WRITTEN INSTRUCTION: State how many lines of the listing below contain the word "concrete". Reply with the number alone.

** start of RECORDS FOR THE TASK **

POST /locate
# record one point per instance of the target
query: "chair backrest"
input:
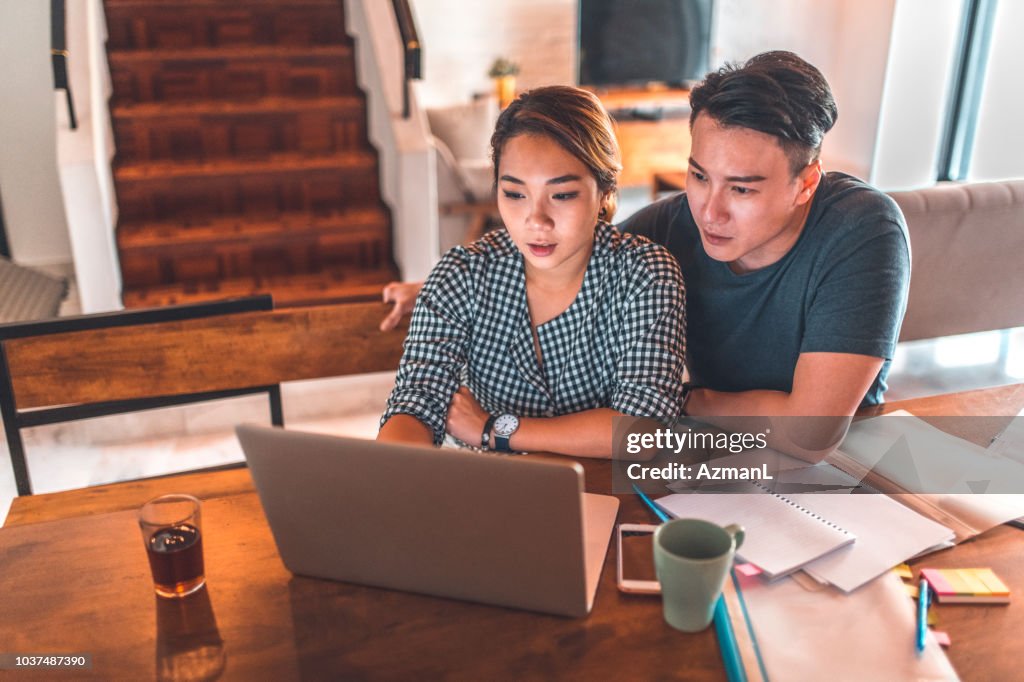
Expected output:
(115, 363)
(966, 243)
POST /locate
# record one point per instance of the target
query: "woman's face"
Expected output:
(550, 203)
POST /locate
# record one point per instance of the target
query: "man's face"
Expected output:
(742, 195)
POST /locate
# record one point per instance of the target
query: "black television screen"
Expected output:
(624, 42)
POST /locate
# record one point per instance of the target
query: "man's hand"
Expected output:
(402, 294)
(466, 418)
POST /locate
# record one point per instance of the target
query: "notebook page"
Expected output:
(887, 531)
(780, 537)
(827, 635)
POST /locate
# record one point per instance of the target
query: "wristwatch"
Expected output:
(485, 436)
(505, 426)
(687, 391)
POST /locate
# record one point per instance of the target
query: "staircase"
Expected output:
(243, 164)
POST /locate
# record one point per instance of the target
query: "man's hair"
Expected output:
(776, 93)
(577, 121)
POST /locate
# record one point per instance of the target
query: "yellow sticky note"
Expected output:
(992, 583)
(904, 571)
(975, 584)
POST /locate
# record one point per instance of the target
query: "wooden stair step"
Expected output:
(153, 24)
(157, 113)
(185, 5)
(331, 286)
(190, 55)
(231, 73)
(278, 164)
(268, 189)
(354, 224)
(265, 249)
(201, 130)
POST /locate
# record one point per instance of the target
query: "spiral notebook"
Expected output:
(781, 536)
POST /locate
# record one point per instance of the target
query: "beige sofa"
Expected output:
(967, 244)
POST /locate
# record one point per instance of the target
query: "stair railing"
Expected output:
(411, 46)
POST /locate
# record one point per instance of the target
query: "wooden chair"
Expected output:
(78, 368)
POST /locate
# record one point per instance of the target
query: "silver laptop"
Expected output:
(504, 530)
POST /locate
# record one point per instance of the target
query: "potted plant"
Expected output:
(504, 72)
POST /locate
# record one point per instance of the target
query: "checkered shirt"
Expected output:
(621, 344)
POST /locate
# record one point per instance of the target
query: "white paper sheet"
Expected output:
(888, 534)
(826, 635)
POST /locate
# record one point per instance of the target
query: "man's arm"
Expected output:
(406, 428)
(402, 294)
(823, 385)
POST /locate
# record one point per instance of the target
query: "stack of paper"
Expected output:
(780, 536)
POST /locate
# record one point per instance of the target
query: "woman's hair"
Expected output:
(577, 121)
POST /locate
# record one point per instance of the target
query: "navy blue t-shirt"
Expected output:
(842, 288)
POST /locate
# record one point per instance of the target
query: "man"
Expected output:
(796, 279)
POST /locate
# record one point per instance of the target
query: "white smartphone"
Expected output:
(635, 550)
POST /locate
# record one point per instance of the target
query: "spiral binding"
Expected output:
(802, 508)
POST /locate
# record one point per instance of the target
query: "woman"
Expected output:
(536, 336)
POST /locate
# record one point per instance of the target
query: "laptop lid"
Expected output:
(505, 530)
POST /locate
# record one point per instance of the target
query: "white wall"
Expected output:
(916, 90)
(998, 145)
(407, 159)
(461, 39)
(848, 41)
(32, 200)
(84, 159)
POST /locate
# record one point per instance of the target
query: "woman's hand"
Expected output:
(402, 294)
(466, 418)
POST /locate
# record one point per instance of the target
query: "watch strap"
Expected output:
(502, 443)
(485, 436)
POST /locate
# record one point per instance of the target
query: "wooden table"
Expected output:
(76, 580)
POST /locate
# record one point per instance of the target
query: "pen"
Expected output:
(647, 501)
(922, 613)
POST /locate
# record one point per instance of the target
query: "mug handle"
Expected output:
(737, 534)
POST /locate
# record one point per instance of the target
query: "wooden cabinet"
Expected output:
(653, 131)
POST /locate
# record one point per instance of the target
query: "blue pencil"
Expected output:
(727, 643)
(654, 508)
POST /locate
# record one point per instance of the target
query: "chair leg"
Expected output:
(17, 461)
(11, 428)
(276, 409)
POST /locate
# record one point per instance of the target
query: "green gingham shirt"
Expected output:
(621, 344)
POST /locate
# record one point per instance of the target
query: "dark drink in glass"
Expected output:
(173, 538)
(176, 559)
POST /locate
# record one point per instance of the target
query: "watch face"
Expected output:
(506, 425)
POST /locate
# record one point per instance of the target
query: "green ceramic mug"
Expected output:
(692, 558)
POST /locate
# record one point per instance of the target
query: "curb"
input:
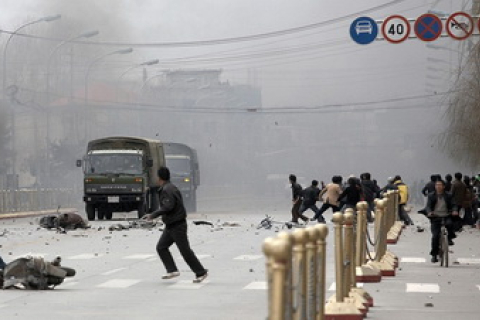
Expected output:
(28, 214)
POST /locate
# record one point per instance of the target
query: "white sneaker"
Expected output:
(171, 275)
(200, 278)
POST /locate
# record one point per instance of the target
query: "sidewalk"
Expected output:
(27, 214)
(424, 290)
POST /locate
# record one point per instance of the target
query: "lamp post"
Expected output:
(122, 51)
(44, 19)
(4, 84)
(146, 63)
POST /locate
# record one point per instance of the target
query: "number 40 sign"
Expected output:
(396, 29)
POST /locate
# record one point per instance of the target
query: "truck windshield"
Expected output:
(178, 165)
(114, 163)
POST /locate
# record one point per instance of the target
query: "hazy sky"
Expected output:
(315, 67)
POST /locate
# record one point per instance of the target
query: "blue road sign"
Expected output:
(428, 27)
(363, 30)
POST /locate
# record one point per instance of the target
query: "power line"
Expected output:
(199, 43)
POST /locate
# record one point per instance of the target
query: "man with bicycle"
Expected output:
(440, 206)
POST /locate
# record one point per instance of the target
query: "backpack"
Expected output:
(32, 273)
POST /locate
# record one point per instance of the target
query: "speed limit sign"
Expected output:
(396, 29)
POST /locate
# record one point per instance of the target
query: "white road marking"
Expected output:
(112, 271)
(119, 283)
(248, 257)
(188, 284)
(139, 256)
(333, 287)
(70, 284)
(423, 287)
(258, 285)
(85, 256)
(413, 260)
(468, 261)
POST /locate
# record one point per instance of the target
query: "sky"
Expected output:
(317, 67)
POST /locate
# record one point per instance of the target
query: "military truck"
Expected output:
(120, 175)
(184, 171)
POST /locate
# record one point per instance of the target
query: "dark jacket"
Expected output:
(369, 190)
(459, 192)
(296, 191)
(171, 209)
(351, 195)
(429, 188)
(310, 195)
(432, 199)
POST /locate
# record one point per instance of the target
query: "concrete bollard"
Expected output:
(289, 280)
(341, 308)
(322, 231)
(277, 252)
(386, 268)
(365, 272)
(299, 270)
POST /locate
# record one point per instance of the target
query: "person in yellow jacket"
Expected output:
(403, 194)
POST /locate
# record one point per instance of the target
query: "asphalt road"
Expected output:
(119, 273)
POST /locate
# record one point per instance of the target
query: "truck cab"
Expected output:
(120, 175)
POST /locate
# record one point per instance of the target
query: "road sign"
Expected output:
(460, 25)
(396, 29)
(428, 27)
(363, 30)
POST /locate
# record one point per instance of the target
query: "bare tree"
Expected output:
(461, 139)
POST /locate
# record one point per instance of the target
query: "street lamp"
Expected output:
(49, 60)
(4, 80)
(44, 19)
(122, 51)
(146, 63)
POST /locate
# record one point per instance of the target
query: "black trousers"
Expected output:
(435, 227)
(178, 234)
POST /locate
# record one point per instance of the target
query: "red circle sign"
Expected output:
(396, 29)
(428, 27)
(457, 29)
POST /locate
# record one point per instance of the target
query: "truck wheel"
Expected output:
(141, 209)
(108, 215)
(90, 210)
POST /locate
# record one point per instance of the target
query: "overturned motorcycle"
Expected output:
(34, 273)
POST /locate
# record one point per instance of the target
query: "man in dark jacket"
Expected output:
(440, 205)
(310, 198)
(430, 186)
(459, 193)
(369, 192)
(296, 199)
(174, 216)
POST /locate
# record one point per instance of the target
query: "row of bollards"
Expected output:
(296, 265)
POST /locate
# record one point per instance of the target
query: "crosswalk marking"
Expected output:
(248, 257)
(413, 260)
(333, 286)
(257, 285)
(423, 287)
(113, 271)
(139, 256)
(85, 256)
(468, 261)
(119, 283)
(188, 284)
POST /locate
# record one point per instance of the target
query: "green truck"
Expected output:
(184, 171)
(120, 175)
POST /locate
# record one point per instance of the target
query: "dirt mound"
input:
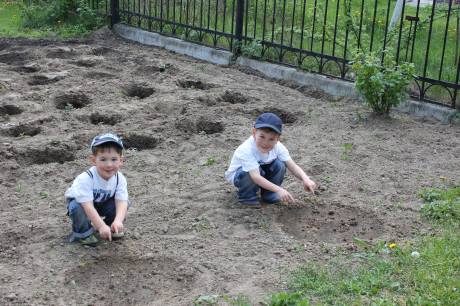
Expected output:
(186, 234)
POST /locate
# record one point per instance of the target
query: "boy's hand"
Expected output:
(309, 185)
(105, 232)
(116, 227)
(285, 196)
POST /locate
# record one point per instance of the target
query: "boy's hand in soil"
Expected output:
(309, 185)
(105, 232)
(285, 196)
(116, 227)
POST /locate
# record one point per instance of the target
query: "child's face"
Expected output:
(265, 141)
(107, 163)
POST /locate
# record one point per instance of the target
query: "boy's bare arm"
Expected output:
(308, 184)
(282, 193)
(121, 207)
(93, 215)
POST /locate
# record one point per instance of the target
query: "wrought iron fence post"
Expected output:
(114, 16)
(239, 26)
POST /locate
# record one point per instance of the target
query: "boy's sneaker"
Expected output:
(88, 241)
(252, 203)
(275, 200)
(120, 235)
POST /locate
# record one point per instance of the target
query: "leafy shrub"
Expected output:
(381, 81)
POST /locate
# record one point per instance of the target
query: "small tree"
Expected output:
(381, 81)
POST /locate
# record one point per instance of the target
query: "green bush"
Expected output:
(382, 82)
(73, 17)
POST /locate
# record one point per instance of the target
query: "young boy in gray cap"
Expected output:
(261, 162)
(99, 192)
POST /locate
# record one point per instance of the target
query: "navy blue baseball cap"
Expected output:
(107, 137)
(269, 120)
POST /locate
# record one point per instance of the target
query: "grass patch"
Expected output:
(44, 18)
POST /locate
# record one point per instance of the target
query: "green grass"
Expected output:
(308, 33)
(59, 18)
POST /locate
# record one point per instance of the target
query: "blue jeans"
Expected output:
(81, 224)
(247, 189)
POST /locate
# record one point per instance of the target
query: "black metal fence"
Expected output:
(320, 36)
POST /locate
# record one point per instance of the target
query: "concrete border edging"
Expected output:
(221, 57)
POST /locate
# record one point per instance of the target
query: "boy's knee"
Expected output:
(75, 208)
(278, 166)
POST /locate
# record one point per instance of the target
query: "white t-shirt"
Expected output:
(249, 157)
(86, 188)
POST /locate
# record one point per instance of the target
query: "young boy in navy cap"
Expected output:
(261, 162)
(99, 192)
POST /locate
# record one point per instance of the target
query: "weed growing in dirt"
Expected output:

** end of RECORDS FOR THE TASK **

COMPLETE ANSWER: 2